### Your instructions:
Gather every line in the material below that contains the word "hand".
#### Entries ####
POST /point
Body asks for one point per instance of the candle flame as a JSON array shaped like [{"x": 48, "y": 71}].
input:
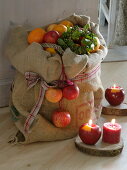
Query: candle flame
[
  {"x": 114, "y": 86},
  {"x": 90, "y": 122},
  {"x": 113, "y": 121}
]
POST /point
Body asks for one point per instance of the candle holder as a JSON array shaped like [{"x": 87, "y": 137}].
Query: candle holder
[
  {"x": 110, "y": 147},
  {"x": 114, "y": 96}
]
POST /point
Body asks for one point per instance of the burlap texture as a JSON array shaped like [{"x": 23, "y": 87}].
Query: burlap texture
[{"x": 25, "y": 57}]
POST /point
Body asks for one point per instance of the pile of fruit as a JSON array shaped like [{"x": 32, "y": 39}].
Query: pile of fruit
[{"x": 80, "y": 40}]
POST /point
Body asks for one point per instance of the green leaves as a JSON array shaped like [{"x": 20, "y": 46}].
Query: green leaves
[{"x": 79, "y": 40}]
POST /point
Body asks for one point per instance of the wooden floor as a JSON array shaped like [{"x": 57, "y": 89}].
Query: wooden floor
[{"x": 63, "y": 155}]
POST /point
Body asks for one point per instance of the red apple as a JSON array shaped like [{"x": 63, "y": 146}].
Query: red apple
[
  {"x": 51, "y": 37},
  {"x": 61, "y": 118},
  {"x": 89, "y": 134},
  {"x": 71, "y": 92},
  {"x": 114, "y": 96}
]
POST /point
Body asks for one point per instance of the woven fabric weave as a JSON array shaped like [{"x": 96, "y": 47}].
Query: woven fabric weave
[{"x": 83, "y": 70}]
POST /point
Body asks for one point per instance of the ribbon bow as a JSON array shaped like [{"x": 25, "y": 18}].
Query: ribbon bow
[{"x": 32, "y": 79}]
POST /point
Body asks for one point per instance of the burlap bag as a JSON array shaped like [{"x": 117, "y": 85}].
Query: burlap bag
[{"x": 82, "y": 69}]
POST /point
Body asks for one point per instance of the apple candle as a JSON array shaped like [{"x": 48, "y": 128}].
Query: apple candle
[
  {"x": 89, "y": 133},
  {"x": 111, "y": 132},
  {"x": 115, "y": 95}
]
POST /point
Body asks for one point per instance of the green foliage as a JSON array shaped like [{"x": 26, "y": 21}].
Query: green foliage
[{"x": 79, "y": 40}]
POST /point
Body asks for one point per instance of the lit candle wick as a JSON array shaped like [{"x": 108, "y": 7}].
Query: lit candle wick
[
  {"x": 90, "y": 122},
  {"x": 113, "y": 122},
  {"x": 114, "y": 86}
]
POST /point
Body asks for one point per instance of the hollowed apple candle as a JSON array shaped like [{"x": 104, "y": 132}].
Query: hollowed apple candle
[
  {"x": 115, "y": 95},
  {"x": 111, "y": 132},
  {"x": 89, "y": 133}
]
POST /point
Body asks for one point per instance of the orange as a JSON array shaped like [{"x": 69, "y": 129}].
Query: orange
[
  {"x": 60, "y": 28},
  {"x": 51, "y": 50},
  {"x": 36, "y": 35},
  {"x": 96, "y": 48},
  {"x": 50, "y": 27},
  {"x": 53, "y": 95},
  {"x": 67, "y": 23}
]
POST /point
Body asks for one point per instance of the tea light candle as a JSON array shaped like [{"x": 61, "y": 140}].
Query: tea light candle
[
  {"x": 114, "y": 95},
  {"x": 111, "y": 132},
  {"x": 89, "y": 133}
]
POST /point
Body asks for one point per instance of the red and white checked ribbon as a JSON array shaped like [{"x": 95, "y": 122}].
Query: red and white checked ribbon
[{"x": 33, "y": 78}]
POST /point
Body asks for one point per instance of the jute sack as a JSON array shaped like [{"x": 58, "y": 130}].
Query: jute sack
[{"x": 36, "y": 70}]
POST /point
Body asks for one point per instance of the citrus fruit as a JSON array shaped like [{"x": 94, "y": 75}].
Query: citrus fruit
[
  {"x": 36, "y": 35},
  {"x": 53, "y": 95},
  {"x": 67, "y": 23},
  {"x": 51, "y": 50},
  {"x": 60, "y": 28},
  {"x": 50, "y": 27}
]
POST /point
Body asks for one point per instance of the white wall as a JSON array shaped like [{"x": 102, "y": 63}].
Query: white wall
[{"x": 36, "y": 13}]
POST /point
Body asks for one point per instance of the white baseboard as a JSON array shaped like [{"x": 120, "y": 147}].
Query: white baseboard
[{"x": 5, "y": 86}]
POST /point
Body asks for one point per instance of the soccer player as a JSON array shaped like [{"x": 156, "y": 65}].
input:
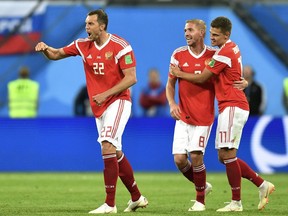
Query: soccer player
[
  {"x": 195, "y": 112},
  {"x": 110, "y": 69},
  {"x": 226, "y": 67}
]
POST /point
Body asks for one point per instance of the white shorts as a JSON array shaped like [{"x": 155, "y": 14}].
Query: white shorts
[
  {"x": 230, "y": 126},
  {"x": 188, "y": 138},
  {"x": 112, "y": 123}
]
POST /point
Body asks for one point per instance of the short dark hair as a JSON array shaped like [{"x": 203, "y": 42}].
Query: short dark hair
[
  {"x": 222, "y": 23},
  {"x": 102, "y": 17}
]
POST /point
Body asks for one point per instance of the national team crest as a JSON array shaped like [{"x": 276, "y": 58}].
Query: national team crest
[
  {"x": 128, "y": 59},
  {"x": 108, "y": 55},
  {"x": 211, "y": 63}
]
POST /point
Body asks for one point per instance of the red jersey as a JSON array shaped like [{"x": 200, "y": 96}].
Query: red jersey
[
  {"x": 227, "y": 65},
  {"x": 103, "y": 67},
  {"x": 196, "y": 101}
]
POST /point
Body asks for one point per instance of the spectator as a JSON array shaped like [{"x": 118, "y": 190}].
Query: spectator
[
  {"x": 153, "y": 96},
  {"x": 254, "y": 92},
  {"x": 82, "y": 104},
  {"x": 285, "y": 94},
  {"x": 23, "y": 96}
]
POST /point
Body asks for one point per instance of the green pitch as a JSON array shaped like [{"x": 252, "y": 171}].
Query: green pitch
[{"x": 63, "y": 194}]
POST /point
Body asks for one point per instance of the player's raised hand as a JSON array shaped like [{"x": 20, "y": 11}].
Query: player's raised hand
[
  {"x": 41, "y": 46},
  {"x": 175, "y": 111}
]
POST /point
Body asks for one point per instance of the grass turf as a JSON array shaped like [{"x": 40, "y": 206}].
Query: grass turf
[{"x": 63, "y": 194}]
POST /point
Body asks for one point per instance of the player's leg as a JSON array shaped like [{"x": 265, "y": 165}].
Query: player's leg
[
  {"x": 179, "y": 150},
  {"x": 110, "y": 127},
  {"x": 198, "y": 138},
  {"x": 120, "y": 112},
  {"x": 228, "y": 135}
]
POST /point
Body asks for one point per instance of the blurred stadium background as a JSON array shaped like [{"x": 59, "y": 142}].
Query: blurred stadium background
[{"x": 59, "y": 141}]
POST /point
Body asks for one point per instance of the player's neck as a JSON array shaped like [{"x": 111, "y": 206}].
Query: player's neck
[
  {"x": 197, "y": 49},
  {"x": 104, "y": 37}
]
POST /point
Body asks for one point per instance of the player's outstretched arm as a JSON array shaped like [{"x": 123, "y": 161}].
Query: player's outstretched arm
[{"x": 50, "y": 52}]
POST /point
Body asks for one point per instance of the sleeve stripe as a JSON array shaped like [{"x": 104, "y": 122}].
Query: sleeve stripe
[{"x": 223, "y": 59}]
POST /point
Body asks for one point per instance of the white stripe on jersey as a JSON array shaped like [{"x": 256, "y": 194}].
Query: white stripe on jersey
[
  {"x": 120, "y": 41},
  {"x": 123, "y": 52},
  {"x": 78, "y": 48},
  {"x": 223, "y": 59},
  {"x": 180, "y": 49}
]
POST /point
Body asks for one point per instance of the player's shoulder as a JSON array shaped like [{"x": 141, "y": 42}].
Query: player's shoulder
[
  {"x": 211, "y": 49},
  {"x": 180, "y": 49},
  {"x": 119, "y": 40}
]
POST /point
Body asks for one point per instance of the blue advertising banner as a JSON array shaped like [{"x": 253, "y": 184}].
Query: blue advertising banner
[{"x": 70, "y": 144}]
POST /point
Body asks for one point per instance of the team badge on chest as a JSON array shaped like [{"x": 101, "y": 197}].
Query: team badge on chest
[{"x": 108, "y": 55}]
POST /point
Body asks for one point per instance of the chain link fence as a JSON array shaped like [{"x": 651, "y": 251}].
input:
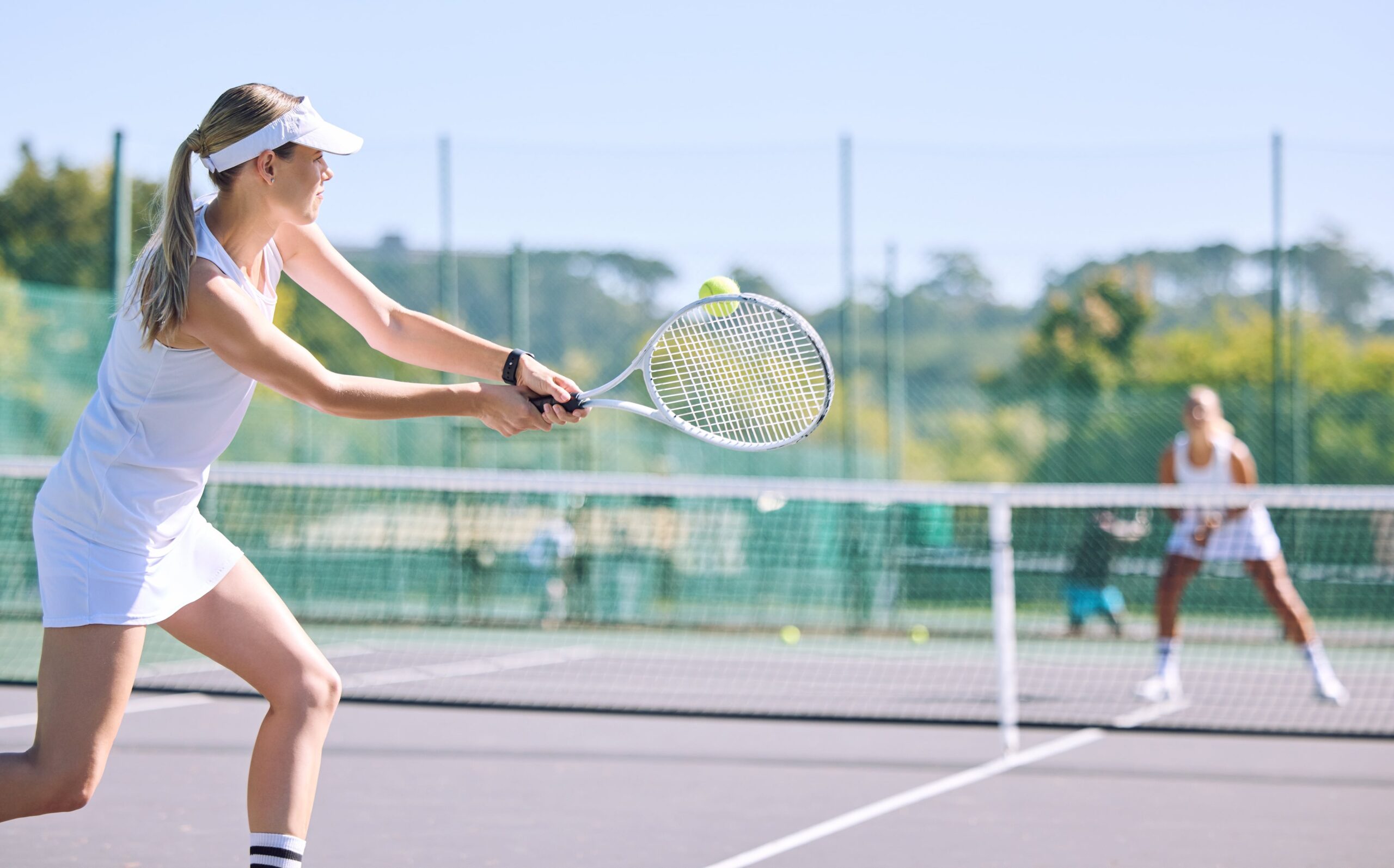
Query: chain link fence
[{"x": 965, "y": 365}]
####
### Solution to this task:
Body asks for one point per instance of the player's raised hand as a JSON array shaped like [{"x": 20, "y": 11}].
Query: player's raised hand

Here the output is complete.